-- begin Data for this exercise --

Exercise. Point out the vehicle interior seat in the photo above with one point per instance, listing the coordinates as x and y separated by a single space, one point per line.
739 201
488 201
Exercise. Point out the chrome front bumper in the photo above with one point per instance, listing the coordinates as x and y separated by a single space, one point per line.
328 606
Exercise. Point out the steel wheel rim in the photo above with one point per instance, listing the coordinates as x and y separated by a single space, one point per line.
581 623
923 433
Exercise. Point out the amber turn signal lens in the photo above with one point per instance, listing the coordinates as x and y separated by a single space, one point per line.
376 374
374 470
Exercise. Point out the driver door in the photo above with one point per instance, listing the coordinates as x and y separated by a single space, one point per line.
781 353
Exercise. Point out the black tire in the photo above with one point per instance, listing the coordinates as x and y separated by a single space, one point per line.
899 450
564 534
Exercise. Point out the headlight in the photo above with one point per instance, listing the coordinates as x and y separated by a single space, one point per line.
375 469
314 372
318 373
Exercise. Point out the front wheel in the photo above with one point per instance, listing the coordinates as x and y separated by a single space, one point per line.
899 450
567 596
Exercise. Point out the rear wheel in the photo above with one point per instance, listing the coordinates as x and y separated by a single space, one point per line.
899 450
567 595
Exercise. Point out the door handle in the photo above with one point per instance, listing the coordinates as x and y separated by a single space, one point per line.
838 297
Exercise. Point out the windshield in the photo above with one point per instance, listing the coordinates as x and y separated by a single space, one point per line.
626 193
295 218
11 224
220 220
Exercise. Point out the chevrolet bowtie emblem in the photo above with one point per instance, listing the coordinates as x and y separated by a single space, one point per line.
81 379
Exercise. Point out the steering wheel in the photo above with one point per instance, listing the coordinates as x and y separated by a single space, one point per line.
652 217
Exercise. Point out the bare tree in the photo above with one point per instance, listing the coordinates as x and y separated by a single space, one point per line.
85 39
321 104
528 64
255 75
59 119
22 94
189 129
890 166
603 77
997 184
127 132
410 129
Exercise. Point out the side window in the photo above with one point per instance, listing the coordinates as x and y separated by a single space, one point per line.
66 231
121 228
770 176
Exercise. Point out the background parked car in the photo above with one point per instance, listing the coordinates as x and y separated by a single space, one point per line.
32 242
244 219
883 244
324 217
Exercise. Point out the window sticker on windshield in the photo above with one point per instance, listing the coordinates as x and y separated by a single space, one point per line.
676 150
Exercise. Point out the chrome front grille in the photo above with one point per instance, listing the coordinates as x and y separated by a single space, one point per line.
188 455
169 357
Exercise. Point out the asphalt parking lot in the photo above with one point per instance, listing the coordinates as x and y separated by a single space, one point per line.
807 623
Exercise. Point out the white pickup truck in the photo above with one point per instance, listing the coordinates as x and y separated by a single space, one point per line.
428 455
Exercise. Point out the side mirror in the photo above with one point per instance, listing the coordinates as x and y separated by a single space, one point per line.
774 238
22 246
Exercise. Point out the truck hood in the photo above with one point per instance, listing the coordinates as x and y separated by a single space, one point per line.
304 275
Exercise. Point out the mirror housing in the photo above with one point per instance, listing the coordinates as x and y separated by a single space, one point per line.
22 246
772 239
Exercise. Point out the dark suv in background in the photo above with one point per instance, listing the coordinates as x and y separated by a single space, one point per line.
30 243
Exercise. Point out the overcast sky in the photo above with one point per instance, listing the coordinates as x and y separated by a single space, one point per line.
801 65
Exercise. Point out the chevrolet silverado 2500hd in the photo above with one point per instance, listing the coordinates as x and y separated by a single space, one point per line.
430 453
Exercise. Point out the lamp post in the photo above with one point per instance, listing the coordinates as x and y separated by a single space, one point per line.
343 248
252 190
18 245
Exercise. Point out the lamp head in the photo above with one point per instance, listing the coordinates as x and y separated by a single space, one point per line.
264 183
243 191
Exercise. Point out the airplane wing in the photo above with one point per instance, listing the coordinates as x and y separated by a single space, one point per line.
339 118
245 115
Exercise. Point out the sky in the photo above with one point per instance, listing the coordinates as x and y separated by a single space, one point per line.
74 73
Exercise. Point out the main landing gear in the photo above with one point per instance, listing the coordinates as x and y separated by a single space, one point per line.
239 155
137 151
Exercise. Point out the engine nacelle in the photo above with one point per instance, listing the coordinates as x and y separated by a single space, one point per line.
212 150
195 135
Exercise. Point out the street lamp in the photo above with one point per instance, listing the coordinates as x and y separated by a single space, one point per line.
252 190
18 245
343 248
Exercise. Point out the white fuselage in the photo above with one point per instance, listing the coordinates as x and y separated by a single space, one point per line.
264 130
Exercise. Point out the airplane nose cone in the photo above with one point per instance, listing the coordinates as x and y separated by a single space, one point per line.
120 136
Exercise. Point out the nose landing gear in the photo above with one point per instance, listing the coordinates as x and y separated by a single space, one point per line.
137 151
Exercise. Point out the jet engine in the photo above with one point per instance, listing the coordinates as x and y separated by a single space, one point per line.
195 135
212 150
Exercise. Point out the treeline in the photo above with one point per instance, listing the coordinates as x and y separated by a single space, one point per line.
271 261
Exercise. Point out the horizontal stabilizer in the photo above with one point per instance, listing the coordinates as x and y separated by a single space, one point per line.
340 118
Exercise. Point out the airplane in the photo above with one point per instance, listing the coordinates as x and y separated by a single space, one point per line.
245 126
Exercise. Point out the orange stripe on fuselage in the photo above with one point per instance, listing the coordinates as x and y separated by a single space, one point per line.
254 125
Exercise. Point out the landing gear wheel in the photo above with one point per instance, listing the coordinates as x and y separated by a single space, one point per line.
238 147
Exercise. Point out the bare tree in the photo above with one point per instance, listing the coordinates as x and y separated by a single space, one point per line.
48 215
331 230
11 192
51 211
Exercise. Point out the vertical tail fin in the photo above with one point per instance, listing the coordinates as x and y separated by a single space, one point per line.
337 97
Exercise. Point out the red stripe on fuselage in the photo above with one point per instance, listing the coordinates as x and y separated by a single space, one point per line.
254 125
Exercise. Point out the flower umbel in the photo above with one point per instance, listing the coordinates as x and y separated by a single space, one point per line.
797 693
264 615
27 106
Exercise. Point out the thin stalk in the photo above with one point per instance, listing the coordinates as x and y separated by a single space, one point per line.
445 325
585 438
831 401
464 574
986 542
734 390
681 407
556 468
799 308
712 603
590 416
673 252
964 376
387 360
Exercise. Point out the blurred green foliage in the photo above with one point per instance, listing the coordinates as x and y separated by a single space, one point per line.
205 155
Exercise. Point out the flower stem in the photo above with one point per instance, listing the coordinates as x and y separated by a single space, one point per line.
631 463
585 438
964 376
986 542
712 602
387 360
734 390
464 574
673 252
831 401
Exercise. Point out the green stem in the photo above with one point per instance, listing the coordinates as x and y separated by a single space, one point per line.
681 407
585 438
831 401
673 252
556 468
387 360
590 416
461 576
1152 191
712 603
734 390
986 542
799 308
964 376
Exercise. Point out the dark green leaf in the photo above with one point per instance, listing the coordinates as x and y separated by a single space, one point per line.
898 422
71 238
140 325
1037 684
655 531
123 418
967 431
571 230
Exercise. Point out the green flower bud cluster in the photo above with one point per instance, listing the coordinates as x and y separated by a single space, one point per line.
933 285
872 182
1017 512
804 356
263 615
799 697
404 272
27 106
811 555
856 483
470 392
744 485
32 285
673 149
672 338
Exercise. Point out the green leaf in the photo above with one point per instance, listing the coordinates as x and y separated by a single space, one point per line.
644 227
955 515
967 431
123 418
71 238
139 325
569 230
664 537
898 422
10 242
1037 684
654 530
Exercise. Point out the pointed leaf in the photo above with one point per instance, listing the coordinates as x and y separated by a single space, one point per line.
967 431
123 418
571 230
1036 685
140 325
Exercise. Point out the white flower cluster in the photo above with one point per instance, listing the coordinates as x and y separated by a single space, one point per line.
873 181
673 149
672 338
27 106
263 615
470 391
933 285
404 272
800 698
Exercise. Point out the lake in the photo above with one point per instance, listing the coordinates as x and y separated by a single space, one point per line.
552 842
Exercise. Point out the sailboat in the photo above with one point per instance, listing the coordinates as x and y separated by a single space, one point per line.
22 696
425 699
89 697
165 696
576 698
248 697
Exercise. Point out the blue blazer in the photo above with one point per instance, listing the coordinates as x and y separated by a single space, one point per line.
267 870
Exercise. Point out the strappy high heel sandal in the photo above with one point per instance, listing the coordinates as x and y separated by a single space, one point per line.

-- end Data for this exercise --

What needs to be done. Copy, unchanged, every line from the one containing "Exercise. Point out the green leaf" through the final line above, including both.

Problem solution.
Exercise. Point out the green leaf in the photo above with one point per instance, listing the coordinates as x and y separated by a single space, one point per line.
644 227
955 515
967 431
123 418
71 238
139 325
569 230
664 537
898 422
10 242
1037 684
654 530
Exercise. Point out the pointed leaf in the photo above with one point per instance, listing the coordinates as x and y separated by a single space, one point per line.
967 431
123 418
571 230
1036 685
140 325
Exercise. Point out the white flower cluster in the photo above with one point per instance, listing the coordinates as x and y separated by a single space, one point per line.
873 181
673 149
672 338
27 106
263 615
470 391
933 285
404 272
800 698
Exercise. Point out the lake in the photo above with one point per instance, listing the coordinates as x and y separated by a single space, one point per line.
552 842
Exercise. Point out the sailboat in the photo above with one point per instance, listing the coordinates as x and y separated by a single space, one point per line.
22 696
425 699
89 697
165 696
576 698
248 697
Exercise. Point out the blue blazer in the photo above with one point per instance, listing the coordinates as x and y separated by a single space, one point per line.
267 870
Exercise. Point out the strappy high heel sandal in the photo above with one point per instance, listing the coordinates as x and y separated by a single space, one point per line.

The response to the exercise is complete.